**WORK TO BE COMPLETED:**
Retype every entry precisely and keep each line whole.

**DATA RECORDS:**
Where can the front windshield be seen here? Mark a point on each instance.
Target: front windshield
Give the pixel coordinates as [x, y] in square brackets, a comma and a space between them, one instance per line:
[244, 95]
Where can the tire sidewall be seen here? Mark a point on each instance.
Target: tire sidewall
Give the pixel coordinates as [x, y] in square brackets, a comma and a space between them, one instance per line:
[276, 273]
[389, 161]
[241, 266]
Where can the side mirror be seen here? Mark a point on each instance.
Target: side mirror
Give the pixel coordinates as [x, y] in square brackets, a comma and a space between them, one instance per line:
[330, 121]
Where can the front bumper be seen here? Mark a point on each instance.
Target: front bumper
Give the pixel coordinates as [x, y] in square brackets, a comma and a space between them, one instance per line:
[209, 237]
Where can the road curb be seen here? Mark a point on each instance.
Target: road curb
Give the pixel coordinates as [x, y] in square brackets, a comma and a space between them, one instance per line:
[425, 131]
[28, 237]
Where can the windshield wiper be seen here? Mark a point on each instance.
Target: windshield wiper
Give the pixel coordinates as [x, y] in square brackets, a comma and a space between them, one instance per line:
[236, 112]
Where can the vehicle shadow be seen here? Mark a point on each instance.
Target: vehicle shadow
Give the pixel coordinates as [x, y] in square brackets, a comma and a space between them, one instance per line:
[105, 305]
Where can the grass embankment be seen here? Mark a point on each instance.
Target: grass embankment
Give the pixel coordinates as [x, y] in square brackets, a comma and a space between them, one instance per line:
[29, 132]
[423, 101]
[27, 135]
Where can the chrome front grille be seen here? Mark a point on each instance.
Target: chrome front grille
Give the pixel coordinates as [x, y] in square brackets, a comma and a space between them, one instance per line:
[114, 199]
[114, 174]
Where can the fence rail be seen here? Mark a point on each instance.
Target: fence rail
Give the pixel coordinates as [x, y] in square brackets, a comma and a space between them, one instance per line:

**SOLUTION BELOW:**
Where can the front windshield be seen here? Mark a point on each instance.
Target: front windshield
Give the pixel coordinates as [x, y] in square brackets, a comma and a space between them, one instance per line:
[244, 95]
Where can the tire sidewall be seen here? Mark a point on each instance.
Target: tire sidewall
Give the pixel coordinates as [x, y] in square brackets, a comma and a space between them, one instance per line:
[276, 273]
[389, 161]
[241, 266]
Where can the side mirror be seen here? Mark a point on each instance.
Target: side mirror
Give the pixel coordinates as [x, y] in square brackets, a comma and a space between them, one instance per line:
[330, 121]
Where can the front bumper be seen here? Mark a point on each instance.
Target: front bumper
Give the pixel coordinates as [x, y] in square brackets, a comma and a space between them, one instance per line:
[209, 237]
Where can the road curb be seen here? Mark a point on each instance.
Target: road curb
Give the pixel coordinates as [x, y] in square brackets, a comma and a space between them, one instance per line:
[425, 131]
[28, 237]
Where can the windshield wiper be seen here? Mark a point on each instance.
Target: windshield wiper
Give the pixel coordinates as [x, y] in square brackets, a comma and a space between them, one instance per line:
[236, 112]
Where can the vehicle shadow be seen here? Mark a point on each instance.
Target: vehicle shadow
Give the pixel coordinates as [x, y] in square brackets, a comma and a space between them, one instance per line:
[105, 305]
Where can the grass embankment be seen here? Mark a point on each instance.
Target: grass embankment
Give the pixel coordinates as [x, y] in square brackets, a comma and a space between them, one instance per line:
[29, 132]
[423, 101]
[27, 135]
Where can the chrome front grille be seen here? Mark a point on each instance.
Target: chrome front grille
Give the pixel coordinates as [x, y] in square brackets, a comma and a space between them, one instance per line:
[114, 199]
[114, 174]
Where can the fence rail be seen here? Mark a point on each instance.
Target: fence rail
Give the pixel coordinates as [x, y] in square brackets, a comma and a space between them, one instance per line:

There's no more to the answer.